**Supplied records**
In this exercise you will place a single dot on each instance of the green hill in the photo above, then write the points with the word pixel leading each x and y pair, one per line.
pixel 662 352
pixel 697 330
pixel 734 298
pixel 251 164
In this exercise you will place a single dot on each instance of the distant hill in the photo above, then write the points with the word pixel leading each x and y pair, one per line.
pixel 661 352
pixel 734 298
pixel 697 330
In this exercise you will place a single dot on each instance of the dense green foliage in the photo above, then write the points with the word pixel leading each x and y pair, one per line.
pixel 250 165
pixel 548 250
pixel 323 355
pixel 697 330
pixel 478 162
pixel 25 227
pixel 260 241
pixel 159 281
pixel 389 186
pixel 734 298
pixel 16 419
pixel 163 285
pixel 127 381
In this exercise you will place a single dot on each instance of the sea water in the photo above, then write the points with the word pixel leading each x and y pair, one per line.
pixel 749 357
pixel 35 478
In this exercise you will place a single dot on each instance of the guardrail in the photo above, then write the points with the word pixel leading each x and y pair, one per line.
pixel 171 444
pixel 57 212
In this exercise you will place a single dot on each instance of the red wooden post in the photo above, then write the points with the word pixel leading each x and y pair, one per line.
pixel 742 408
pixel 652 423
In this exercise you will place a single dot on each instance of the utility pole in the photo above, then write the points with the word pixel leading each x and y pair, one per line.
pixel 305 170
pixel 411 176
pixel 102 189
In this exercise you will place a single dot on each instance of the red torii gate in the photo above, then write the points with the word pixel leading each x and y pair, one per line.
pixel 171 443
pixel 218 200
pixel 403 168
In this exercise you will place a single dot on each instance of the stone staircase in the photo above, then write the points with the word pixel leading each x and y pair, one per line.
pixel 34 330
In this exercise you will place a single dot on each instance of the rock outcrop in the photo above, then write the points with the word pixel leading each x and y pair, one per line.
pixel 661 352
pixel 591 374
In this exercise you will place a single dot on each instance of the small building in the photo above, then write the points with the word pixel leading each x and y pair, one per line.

**Task goal**
Write out every one of the items above word for word, keeping them in their original order.

**The solution**
In this exercise you will place a single dot on each instance of the green hill in the photo above, then write the points with the word pixel leading each x and y pair, one per line.
pixel 662 352
pixel 697 330
pixel 734 298
pixel 251 164
In this exercise you will place a single dot on each instance of the distant hill in the photo above, then write the points with the word pixel leading each x and y pair, one per line.
pixel 661 352
pixel 734 298
pixel 697 330
In this exercise you will place a single dot on each instance of the dense green foliage in the photo above, then write the points with the word pixel leading each x and y pair, one per line.
pixel 250 165
pixel 548 250
pixel 323 355
pixel 697 330
pixel 478 162
pixel 25 227
pixel 260 241
pixel 159 281
pixel 389 186
pixel 734 298
pixel 16 419
pixel 163 285
pixel 127 381
In this exercise you will place a single dot on each instance of the sea water in the photo above, then write the points with the word pixel leading each x and y pair, one per line.
pixel 749 357
pixel 35 478
In this exercise you will place a single dot on each instance of the guardrail in the photo above, then write the points with the word pixel leading each x and y pair, one per line.
pixel 171 444
pixel 57 212
In this exercise you will place a single dot on each instance of the red wooden post in the photo above, then write the points with the word pixel leading each x and y pair, one per line.
pixel 742 408
pixel 652 423
In this exercise you will place a single dot on each instance of the utility pole in the photo above, then write the points with the word pixel leading each x and y pair, one per line.
pixel 305 170
pixel 411 176
pixel 102 189
In this exercise you will place a single dot on each instance of the red torii gate in the photo above, then write the points with the word pixel leading each x and y pair, one per line.
pixel 171 443
pixel 218 200
pixel 403 168
In this exercise you will place a single dot on each instance of the stone staircase in the photo above, then write the points with the word pixel leading each x and y pair, one per line.
pixel 34 330
In this exercise you will place a single dot on each instance of the rock outcrop in the photo above, then write the points with the word pixel leading each x and y pair, one per line.
pixel 661 352
pixel 591 374
In this exercise you will place a single dot on each instance of the small building in the photo above, then write the points with the word pixel leading each x and y pair, one per line.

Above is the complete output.